Data section
[START]

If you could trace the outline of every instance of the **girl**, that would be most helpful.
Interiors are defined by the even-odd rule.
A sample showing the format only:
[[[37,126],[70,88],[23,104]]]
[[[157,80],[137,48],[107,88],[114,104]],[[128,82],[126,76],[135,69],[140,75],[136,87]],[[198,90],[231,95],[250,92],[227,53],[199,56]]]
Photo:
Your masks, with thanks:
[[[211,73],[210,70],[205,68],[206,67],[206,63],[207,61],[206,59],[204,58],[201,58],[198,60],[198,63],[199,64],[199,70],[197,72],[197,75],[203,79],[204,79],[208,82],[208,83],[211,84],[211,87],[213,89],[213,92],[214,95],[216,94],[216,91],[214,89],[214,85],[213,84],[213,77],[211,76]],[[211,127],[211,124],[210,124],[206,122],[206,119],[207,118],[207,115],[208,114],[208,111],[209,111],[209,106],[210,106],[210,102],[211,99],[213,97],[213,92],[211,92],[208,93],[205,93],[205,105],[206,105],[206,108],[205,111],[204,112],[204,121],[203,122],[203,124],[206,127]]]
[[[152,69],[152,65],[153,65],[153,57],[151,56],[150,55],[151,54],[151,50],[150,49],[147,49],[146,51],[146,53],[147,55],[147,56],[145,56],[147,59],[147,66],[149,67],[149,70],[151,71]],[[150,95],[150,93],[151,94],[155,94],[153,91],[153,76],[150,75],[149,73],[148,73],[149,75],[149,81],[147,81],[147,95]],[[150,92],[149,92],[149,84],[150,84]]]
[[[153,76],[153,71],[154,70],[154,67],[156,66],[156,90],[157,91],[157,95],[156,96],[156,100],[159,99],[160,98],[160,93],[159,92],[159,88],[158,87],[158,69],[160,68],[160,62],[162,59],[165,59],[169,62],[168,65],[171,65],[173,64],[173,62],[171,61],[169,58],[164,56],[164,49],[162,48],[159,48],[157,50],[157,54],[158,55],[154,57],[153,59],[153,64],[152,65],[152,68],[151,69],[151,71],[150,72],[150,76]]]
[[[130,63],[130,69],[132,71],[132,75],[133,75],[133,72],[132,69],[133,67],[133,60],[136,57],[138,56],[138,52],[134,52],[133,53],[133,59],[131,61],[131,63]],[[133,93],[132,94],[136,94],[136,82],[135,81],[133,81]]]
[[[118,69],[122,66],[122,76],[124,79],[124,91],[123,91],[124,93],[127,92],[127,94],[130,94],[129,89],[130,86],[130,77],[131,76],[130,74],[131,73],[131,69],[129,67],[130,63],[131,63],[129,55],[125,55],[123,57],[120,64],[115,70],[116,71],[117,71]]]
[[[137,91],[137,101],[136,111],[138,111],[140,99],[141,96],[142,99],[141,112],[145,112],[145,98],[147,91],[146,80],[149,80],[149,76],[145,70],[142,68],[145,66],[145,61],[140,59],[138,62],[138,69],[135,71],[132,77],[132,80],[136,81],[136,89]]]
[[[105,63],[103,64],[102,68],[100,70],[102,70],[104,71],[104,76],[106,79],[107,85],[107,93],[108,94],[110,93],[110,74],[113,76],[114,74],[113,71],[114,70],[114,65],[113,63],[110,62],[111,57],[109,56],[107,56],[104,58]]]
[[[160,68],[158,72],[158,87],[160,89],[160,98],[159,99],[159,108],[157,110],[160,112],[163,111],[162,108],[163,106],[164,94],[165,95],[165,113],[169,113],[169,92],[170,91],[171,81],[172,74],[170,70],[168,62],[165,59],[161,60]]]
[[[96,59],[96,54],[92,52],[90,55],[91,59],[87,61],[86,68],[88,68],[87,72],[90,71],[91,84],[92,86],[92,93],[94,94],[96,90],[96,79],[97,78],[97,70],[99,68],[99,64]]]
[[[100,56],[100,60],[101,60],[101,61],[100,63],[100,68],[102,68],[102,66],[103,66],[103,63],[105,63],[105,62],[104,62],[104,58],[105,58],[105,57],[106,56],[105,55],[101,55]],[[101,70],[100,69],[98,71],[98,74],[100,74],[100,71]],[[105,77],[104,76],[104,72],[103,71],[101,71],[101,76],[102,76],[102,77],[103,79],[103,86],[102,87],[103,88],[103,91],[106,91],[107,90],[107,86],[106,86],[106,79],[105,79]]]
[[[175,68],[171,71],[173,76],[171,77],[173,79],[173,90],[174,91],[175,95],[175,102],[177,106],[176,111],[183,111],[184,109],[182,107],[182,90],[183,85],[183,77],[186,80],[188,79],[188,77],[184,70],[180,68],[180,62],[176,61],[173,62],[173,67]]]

[END]
[START]

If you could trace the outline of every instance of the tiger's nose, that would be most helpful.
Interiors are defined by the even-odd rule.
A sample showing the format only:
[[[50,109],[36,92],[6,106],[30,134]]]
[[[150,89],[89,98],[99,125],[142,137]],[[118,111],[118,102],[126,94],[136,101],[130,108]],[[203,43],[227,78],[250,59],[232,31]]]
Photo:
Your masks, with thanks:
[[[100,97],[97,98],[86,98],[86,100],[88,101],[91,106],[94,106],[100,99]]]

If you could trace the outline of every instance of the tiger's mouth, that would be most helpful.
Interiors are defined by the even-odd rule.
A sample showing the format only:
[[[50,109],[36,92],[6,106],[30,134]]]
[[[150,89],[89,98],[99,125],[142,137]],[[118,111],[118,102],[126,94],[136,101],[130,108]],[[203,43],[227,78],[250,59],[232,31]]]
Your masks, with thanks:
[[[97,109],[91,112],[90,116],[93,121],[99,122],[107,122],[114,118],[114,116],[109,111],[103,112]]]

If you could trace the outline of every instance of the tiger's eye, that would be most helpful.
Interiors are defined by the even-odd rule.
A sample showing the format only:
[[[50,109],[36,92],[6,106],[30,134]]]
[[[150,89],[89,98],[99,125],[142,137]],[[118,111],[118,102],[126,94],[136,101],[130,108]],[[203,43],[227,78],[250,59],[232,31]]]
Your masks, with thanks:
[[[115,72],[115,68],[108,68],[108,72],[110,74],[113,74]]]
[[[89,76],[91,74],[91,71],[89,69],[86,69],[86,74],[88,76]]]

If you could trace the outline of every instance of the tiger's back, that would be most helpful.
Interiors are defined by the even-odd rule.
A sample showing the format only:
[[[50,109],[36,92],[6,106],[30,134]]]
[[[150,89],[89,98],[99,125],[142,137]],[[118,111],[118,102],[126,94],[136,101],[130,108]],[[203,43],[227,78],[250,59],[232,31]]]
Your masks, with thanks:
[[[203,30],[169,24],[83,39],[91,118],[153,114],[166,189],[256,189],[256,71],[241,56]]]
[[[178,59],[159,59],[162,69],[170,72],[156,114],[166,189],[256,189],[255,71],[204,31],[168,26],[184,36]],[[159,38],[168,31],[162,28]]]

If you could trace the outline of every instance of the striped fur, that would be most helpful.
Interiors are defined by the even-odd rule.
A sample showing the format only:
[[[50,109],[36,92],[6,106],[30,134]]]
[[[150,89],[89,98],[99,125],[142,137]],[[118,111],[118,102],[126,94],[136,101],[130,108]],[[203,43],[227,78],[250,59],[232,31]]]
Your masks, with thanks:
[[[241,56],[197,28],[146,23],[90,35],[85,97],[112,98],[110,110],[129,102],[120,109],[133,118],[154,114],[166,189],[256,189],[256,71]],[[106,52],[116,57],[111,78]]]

[END]
[START]

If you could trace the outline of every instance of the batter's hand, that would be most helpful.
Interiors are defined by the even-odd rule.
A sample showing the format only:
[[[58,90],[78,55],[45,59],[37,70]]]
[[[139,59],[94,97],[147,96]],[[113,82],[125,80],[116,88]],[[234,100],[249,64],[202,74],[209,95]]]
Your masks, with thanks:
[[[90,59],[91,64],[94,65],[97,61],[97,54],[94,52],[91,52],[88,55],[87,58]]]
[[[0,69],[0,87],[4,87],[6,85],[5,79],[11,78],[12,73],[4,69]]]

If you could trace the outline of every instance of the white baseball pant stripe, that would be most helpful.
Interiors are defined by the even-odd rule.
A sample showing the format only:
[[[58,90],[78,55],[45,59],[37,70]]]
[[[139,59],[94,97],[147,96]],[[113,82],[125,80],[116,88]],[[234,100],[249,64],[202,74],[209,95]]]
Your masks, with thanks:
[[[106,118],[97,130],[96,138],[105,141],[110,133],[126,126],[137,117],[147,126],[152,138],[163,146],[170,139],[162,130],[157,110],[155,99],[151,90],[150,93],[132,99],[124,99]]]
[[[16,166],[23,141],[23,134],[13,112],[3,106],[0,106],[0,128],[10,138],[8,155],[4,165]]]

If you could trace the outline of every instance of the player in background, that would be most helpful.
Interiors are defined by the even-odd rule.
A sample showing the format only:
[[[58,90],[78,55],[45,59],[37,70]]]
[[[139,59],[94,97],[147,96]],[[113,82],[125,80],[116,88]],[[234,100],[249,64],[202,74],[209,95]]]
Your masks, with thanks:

[END]

Exercise task
Rewrite the data from the line containing "the **girl**, that would be most helpful." to the line containing "[[[37,126],[70,88],[23,104]]]", swapping "sample" for "example" and leaving everything else as it is.

Response to this exercise
If you could trace the outline of every instance of the **girl**, that would be most helpful.
Interiors are defined by the even-odd rule.
A example showing the format only:
[[[37,126],[70,88],[23,104]]]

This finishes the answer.